**WORK INSTRUCTIONS:** Would you repeat all the lines below, exactly as they stand?

[[ DATA UNDER STUDY, beginning ]]

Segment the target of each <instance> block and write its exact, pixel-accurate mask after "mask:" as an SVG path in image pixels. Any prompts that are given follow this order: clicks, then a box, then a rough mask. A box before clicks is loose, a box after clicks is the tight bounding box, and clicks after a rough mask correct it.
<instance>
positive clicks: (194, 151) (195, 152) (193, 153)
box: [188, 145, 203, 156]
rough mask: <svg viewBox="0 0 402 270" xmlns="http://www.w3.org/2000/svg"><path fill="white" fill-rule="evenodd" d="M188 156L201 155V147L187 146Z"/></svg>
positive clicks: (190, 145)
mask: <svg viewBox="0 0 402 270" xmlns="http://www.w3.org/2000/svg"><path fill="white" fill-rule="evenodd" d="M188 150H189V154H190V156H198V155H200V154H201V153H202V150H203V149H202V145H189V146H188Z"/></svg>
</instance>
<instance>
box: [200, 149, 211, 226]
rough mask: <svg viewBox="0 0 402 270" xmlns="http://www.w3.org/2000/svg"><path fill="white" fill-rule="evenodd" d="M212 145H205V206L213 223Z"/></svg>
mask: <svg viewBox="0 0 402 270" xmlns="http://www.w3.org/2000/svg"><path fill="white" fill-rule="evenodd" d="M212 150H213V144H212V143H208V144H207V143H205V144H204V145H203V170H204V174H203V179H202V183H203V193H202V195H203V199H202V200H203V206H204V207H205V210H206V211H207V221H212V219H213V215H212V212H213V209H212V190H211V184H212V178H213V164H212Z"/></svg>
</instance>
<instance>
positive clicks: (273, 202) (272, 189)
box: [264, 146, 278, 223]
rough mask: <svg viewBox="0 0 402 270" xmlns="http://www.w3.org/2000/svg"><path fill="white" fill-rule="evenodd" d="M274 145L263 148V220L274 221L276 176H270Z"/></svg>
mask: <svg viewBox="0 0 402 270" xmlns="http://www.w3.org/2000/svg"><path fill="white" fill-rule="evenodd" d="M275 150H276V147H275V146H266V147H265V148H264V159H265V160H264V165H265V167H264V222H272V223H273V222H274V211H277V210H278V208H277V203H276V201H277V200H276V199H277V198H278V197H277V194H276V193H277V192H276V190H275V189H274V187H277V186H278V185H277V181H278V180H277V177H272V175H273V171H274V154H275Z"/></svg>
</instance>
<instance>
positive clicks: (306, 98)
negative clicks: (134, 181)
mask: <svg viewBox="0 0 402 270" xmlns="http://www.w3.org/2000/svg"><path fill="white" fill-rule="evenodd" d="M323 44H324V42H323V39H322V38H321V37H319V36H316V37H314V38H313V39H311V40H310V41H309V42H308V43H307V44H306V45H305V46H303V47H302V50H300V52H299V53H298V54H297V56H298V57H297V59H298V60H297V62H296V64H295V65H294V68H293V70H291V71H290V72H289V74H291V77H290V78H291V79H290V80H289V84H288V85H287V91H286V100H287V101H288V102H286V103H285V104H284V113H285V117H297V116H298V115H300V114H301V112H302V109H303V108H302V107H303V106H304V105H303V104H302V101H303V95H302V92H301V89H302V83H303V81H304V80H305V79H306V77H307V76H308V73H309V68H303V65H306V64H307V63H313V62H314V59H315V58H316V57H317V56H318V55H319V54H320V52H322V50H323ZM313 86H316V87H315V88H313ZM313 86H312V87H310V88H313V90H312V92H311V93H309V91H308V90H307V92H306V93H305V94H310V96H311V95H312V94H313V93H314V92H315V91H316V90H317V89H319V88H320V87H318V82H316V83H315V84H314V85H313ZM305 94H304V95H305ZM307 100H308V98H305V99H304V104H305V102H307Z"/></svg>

[[ DATA UNDER STUDY, end ]]

**TASK SOLUTION:**
Segment the target of each <instance> block and write its exact, pixel-accurate mask after "mask:" as an SVG path in image pixels. Any prompts that are given follow this order: clicks, then a box, then a rough mask. A box before clicks is loose, a box after clicks is the tight bounding box, and clicks after a rough mask correct it.
<instance>
positive clicks: (194, 151) (195, 152) (193, 153)
box: [188, 145, 203, 156]
rough mask: <svg viewBox="0 0 402 270" xmlns="http://www.w3.org/2000/svg"><path fill="white" fill-rule="evenodd" d="M188 156L201 155V147L187 146Z"/></svg>
positive clicks: (190, 145)
mask: <svg viewBox="0 0 402 270" xmlns="http://www.w3.org/2000/svg"><path fill="white" fill-rule="evenodd" d="M188 150H189V154H190V156H198V155H200V154H201V153H202V150H203V149H202V145H189V146H188Z"/></svg>
</instance>
<instance>
box: [200, 149, 211, 226]
rough mask: <svg viewBox="0 0 402 270" xmlns="http://www.w3.org/2000/svg"><path fill="white" fill-rule="evenodd" d="M212 145H205V206L213 223Z"/></svg>
mask: <svg viewBox="0 0 402 270" xmlns="http://www.w3.org/2000/svg"><path fill="white" fill-rule="evenodd" d="M212 150H213V144H212V143H208V144H207V143H205V144H204V145H203V170H204V174H203V179H202V183H203V193H202V195H203V199H202V200H203V206H204V207H205V210H206V211H207V221H212V219H213V215H212V212H213V209H212V190H211V184H212V178H213V164H212Z"/></svg>
</instance>
<instance>
positive clicks: (273, 202) (272, 189)
box: [264, 146, 278, 223]
rough mask: <svg viewBox="0 0 402 270" xmlns="http://www.w3.org/2000/svg"><path fill="white" fill-rule="evenodd" d="M274 145L263 148V220L274 221L276 176H270Z"/></svg>
mask: <svg viewBox="0 0 402 270" xmlns="http://www.w3.org/2000/svg"><path fill="white" fill-rule="evenodd" d="M275 150H276V147H275V146H266V147H265V148H264V159H265V160H264V165H265V167H264V222H272V223H273V222H274V211H277V210H278V208H277V203H276V201H277V200H276V199H277V198H278V197H277V194H276V193H277V192H276V190H275V189H274V187H277V186H278V185H277V181H278V180H277V177H272V175H273V171H274V154H275Z"/></svg>
</instance>
<instance>
positive clicks: (306, 98)
negative clicks: (134, 181)
mask: <svg viewBox="0 0 402 270" xmlns="http://www.w3.org/2000/svg"><path fill="white" fill-rule="evenodd" d="M323 44H324V42H323V39H322V38H321V37H319V36H316V37H314V38H313V39H311V40H310V41H309V42H308V43H307V44H306V45H305V46H303V47H302V50H300V52H299V53H298V54H297V56H298V57H297V59H298V60H297V62H296V64H295V65H294V68H293V70H291V71H290V72H289V74H291V77H290V78H291V79H290V80H289V84H288V85H287V91H286V100H287V101H288V102H286V103H285V104H284V113H285V117H297V116H298V115H300V114H301V112H302V109H303V108H302V107H303V106H304V105H303V104H302V101H303V95H302V92H301V89H302V83H303V81H304V80H305V79H306V77H307V76H308V73H309V68H303V65H306V64H307V63H313V62H314V59H315V58H316V57H317V56H318V55H319V54H320V52H322V50H323ZM313 86H316V87H315V88H313ZM313 86H312V87H310V88H313V90H312V92H311V93H309V91H308V90H307V92H306V93H305V94H310V96H311V95H312V94H313V93H314V92H315V91H316V90H317V89H319V88H320V87H318V82H316V83H315V84H314V85H313ZM305 94H304V95H305ZM307 100H308V98H305V99H304V104H305V102H307Z"/></svg>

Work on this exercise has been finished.